▶ _Your instructions_: From the listing below, output only the lines starting at the line that has "Target: tree line" and ending at the line that has "black shoe shown above.", exactly as they appear, ends included.

▶ _Dataset records_:
□ □ □
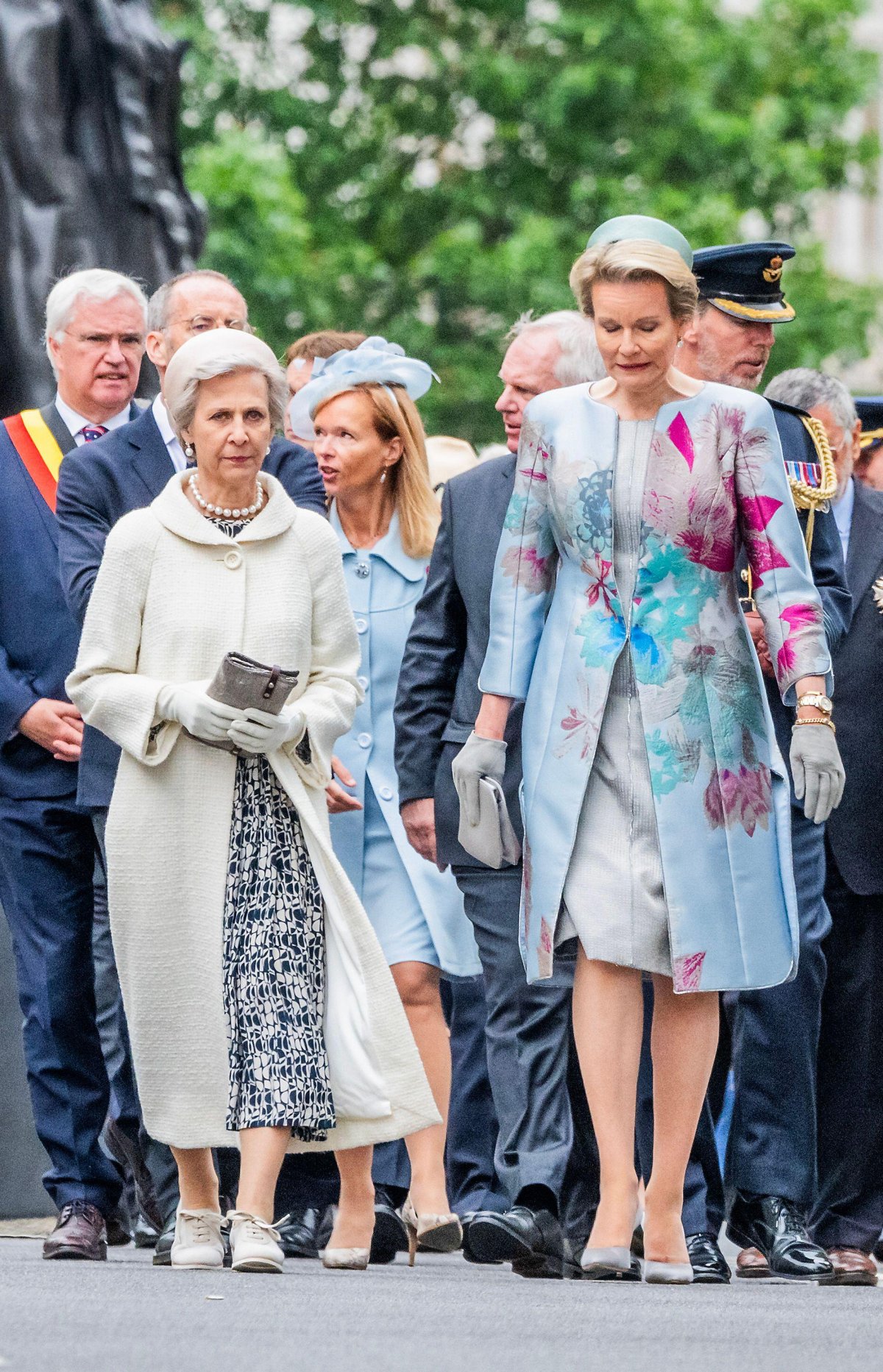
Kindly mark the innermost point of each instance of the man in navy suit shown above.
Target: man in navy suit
(770, 1156)
(125, 471)
(95, 339)
(848, 1216)
(528, 1026)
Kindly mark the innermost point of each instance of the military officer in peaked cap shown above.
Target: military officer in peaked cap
(870, 464)
(770, 1159)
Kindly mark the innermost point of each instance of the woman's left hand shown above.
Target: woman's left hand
(261, 733)
(338, 800)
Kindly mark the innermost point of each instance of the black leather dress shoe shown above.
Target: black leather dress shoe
(466, 1220)
(532, 1240)
(709, 1264)
(390, 1235)
(298, 1238)
(778, 1229)
(163, 1253)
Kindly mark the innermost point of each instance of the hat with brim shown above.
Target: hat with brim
(626, 228)
(745, 280)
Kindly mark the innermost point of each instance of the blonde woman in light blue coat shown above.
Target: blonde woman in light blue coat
(369, 447)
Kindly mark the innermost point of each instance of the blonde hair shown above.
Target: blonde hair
(636, 260)
(396, 416)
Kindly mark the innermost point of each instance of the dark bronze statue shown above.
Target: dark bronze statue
(90, 169)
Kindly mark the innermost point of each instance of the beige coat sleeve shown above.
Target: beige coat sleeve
(333, 691)
(104, 683)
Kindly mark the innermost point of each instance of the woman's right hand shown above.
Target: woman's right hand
(187, 704)
(337, 799)
(478, 758)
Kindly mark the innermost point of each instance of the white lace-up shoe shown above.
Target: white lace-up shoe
(198, 1240)
(255, 1243)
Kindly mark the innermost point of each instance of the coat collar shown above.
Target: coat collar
(176, 513)
(865, 541)
(389, 549)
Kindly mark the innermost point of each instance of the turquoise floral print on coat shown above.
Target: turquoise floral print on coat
(716, 480)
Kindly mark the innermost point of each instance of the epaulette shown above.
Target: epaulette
(809, 461)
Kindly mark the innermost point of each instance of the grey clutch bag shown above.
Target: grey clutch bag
(245, 683)
(492, 840)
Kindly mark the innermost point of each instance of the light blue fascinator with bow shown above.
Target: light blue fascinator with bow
(375, 360)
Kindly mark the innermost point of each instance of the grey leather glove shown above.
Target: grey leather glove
(478, 758)
(819, 777)
(257, 731)
(187, 704)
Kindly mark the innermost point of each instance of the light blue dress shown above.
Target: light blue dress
(559, 623)
(416, 910)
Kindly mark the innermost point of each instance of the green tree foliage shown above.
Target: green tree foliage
(429, 169)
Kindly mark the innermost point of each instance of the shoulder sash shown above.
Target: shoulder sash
(39, 450)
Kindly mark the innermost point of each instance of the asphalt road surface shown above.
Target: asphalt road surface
(445, 1316)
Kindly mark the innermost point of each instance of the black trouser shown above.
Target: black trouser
(849, 1208)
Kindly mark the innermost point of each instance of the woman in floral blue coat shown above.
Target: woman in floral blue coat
(656, 802)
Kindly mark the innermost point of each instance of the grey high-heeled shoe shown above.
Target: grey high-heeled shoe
(613, 1262)
(667, 1273)
(344, 1260)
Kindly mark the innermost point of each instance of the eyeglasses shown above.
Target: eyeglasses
(202, 323)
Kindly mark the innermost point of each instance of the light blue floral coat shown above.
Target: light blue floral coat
(716, 479)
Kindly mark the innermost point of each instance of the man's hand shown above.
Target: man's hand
(338, 802)
(419, 820)
(759, 639)
(57, 726)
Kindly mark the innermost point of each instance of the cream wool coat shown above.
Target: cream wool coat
(172, 597)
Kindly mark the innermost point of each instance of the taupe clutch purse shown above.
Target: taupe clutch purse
(492, 840)
(245, 683)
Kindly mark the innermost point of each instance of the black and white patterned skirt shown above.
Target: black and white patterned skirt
(274, 965)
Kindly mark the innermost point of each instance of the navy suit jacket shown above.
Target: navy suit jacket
(102, 482)
(856, 826)
(39, 636)
(439, 694)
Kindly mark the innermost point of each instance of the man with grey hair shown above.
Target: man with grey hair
(95, 341)
(528, 1026)
(553, 350)
(770, 1156)
(848, 1215)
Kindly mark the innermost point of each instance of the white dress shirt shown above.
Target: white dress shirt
(843, 513)
(76, 423)
(169, 437)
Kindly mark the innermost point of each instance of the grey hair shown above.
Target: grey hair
(242, 353)
(580, 360)
(95, 283)
(160, 304)
(805, 388)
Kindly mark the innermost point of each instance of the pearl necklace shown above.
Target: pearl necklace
(217, 512)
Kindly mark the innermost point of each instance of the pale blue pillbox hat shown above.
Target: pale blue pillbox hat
(642, 227)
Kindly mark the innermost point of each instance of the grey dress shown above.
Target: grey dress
(614, 898)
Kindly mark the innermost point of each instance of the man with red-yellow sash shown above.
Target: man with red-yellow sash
(95, 341)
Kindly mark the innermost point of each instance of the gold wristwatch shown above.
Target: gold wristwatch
(815, 697)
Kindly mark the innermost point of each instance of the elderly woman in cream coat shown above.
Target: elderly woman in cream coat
(260, 1005)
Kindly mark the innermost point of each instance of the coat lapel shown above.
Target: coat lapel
(865, 545)
(58, 428)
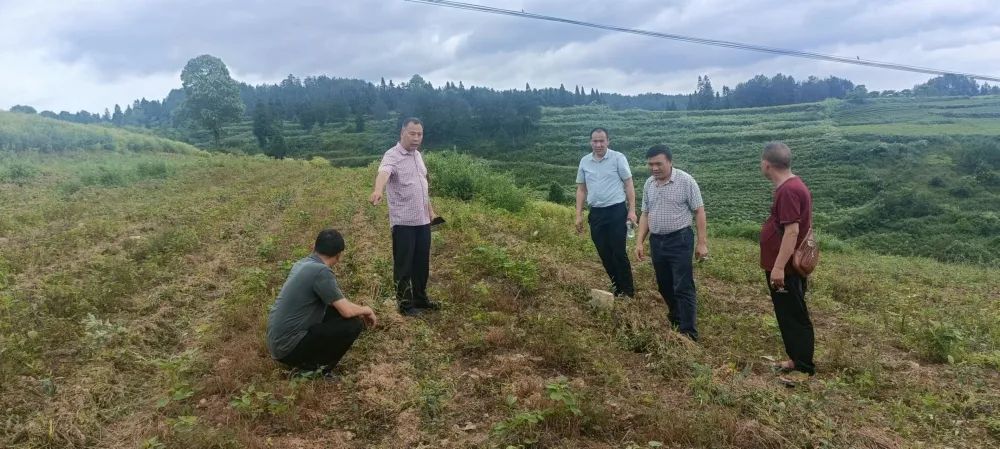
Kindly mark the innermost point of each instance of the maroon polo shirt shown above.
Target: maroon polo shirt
(792, 204)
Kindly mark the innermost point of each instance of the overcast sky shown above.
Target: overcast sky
(72, 54)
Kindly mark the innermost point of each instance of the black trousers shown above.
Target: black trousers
(325, 343)
(793, 321)
(607, 230)
(411, 262)
(672, 254)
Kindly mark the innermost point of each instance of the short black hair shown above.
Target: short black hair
(407, 121)
(657, 150)
(777, 154)
(329, 243)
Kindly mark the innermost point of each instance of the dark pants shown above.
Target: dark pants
(325, 343)
(793, 320)
(411, 260)
(672, 254)
(607, 229)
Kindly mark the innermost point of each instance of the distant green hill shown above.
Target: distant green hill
(20, 132)
(902, 176)
(908, 176)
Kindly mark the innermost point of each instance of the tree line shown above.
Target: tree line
(210, 99)
(780, 89)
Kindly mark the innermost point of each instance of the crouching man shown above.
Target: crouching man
(312, 324)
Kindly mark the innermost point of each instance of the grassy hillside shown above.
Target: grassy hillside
(22, 132)
(132, 315)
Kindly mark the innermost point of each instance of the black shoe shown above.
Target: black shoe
(406, 308)
(427, 305)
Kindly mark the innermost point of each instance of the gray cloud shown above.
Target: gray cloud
(70, 55)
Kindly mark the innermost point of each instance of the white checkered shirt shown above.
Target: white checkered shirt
(408, 196)
(671, 206)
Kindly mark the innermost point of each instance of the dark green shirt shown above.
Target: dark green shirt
(304, 300)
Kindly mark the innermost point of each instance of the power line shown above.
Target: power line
(703, 41)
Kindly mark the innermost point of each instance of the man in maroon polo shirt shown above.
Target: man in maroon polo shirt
(784, 230)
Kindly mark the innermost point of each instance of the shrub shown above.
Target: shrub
(939, 342)
(152, 170)
(556, 193)
(466, 178)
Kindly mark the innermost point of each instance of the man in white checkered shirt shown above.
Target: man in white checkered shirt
(671, 201)
(403, 176)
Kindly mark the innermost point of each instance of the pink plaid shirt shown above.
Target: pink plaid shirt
(408, 197)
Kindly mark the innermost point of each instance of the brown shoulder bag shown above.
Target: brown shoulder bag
(806, 255)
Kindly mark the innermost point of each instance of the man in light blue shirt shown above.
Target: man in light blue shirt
(604, 181)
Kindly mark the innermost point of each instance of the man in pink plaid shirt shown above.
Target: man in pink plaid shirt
(403, 175)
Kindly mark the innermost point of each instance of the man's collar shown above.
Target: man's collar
(594, 156)
(403, 150)
(669, 178)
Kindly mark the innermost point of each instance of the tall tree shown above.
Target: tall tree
(212, 97)
(118, 118)
(23, 109)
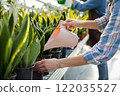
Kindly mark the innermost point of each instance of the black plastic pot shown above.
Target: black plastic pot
(12, 76)
(37, 76)
(24, 73)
□ □ □
▶ _Expected answer_:
Target: tree line
(210, 99)
(780, 89)
Kindly mark the innermost point of each instance of the crouching man shown above.
Target: crouching man
(312, 324)
Kindly mark the innermost point of each instance of the grassy hillside shown above.
Target: grassy hillside
(22, 132)
(132, 315)
Kindly mark the innermost point of each instance of the black shoe shown above.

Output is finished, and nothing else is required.